STUDY MATERIAL
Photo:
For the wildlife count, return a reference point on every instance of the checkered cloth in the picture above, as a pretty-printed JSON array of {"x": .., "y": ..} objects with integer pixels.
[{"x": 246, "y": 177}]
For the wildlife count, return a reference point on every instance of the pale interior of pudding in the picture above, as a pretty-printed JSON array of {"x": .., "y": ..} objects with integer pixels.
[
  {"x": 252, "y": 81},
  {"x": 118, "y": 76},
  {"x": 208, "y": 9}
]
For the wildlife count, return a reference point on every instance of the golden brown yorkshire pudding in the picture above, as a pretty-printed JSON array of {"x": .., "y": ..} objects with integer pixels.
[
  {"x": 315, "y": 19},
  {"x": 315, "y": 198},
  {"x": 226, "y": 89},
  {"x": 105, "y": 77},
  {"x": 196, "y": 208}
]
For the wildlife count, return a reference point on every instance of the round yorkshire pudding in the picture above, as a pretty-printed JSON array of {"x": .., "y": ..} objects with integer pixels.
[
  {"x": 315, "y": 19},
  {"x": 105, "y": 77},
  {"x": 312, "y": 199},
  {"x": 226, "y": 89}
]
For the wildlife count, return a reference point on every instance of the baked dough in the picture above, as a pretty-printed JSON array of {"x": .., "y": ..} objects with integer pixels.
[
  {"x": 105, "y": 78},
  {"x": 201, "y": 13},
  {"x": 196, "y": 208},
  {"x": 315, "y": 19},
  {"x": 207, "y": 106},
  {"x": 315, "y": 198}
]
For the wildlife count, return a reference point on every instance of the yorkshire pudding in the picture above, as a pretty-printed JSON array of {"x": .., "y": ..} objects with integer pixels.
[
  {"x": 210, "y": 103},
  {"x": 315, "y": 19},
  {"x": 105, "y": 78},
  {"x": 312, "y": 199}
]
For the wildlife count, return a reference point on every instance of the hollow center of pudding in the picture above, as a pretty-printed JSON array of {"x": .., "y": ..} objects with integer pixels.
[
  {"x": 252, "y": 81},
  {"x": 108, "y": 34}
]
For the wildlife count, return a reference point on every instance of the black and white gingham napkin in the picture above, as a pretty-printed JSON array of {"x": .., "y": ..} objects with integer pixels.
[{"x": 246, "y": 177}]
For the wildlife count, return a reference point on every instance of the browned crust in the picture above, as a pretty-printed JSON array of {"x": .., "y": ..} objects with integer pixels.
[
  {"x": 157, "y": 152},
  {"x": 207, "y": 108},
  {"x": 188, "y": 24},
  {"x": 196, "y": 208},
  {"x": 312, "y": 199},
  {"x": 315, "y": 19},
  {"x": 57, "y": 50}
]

TASK
Each line above needs to be output again, exactly as shown.

ANSWER AREA
Photo:
For the wildlife count, return a reference point on every instance of the checkered cloth in the picture above, as a pretty-printed JSON array of {"x": .., "y": ..} objects with integer pixels.
[{"x": 246, "y": 177}]
For the wildlife count, return a reference point on every instance of the pale interior of pudding in the picture above, as a pretty-printed JSON array of {"x": .., "y": ..} objects with integer pixels.
[
  {"x": 252, "y": 81},
  {"x": 118, "y": 76},
  {"x": 208, "y": 9}
]
For the wildlife count, return a reference point on every instance of the golden brown yorkshire pudding in the picture above, as a pretty-printed JSON array of {"x": .., "y": ..} objects with integer pixels.
[
  {"x": 315, "y": 19},
  {"x": 315, "y": 198},
  {"x": 226, "y": 89},
  {"x": 105, "y": 77},
  {"x": 196, "y": 208}
]
For the wildlife count, return a reference point on every instance of the round yorkshire pudding in the picture above, as a pretty-printed JSON array of {"x": .., "y": ..} objects with integer pixels.
[
  {"x": 315, "y": 19},
  {"x": 105, "y": 77},
  {"x": 312, "y": 199},
  {"x": 226, "y": 89}
]
For the wildlife count, return a reference point on every instance of the baked dough in the picture above, as a pretty-printed JSON array of {"x": .., "y": ..} objects with integer pixels.
[
  {"x": 105, "y": 78},
  {"x": 201, "y": 13},
  {"x": 196, "y": 208},
  {"x": 315, "y": 19},
  {"x": 207, "y": 106},
  {"x": 315, "y": 198}
]
For the wildlife count, return a reference point on every instance of the yorkshire pudding in the picture above, as a pretty-printed JSON array of {"x": .., "y": ..} objects with integer pixels.
[
  {"x": 210, "y": 103},
  {"x": 315, "y": 19},
  {"x": 105, "y": 78},
  {"x": 312, "y": 199}
]
For the wildlife count, return a reference point on every instance of the hollow center of pudding in the picture above, as a pretty-printed JSON array of {"x": .., "y": ..} objects with integer pixels.
[
  {"x": 252, "y": 81},
  {"x": 108, "y": 34}
]
For the wildlife count, return a reference point on every instance of the black and white gingham napkin in the picture above, as a pretty-printed JSON array of {"x": .., "y": ..} objects with integer pixels.
[{"x": 246, "y": 177}]
For the wildlife count, return a reference point on every instance of the browned crust in the picture above, as a pretty-printed JSON array of {"x": .., "y": ..} objects with integer pixels.
[
  {"x": 157, "y": 152},
  {"x": 207, "y": 108},
  {"x": 188, "y": 24},
  {"x": 196, "y": 208},
  {"x": 312, "y": 199},
  {"x": 315, "y": 19},
  {"x": 57, "y": 50}
]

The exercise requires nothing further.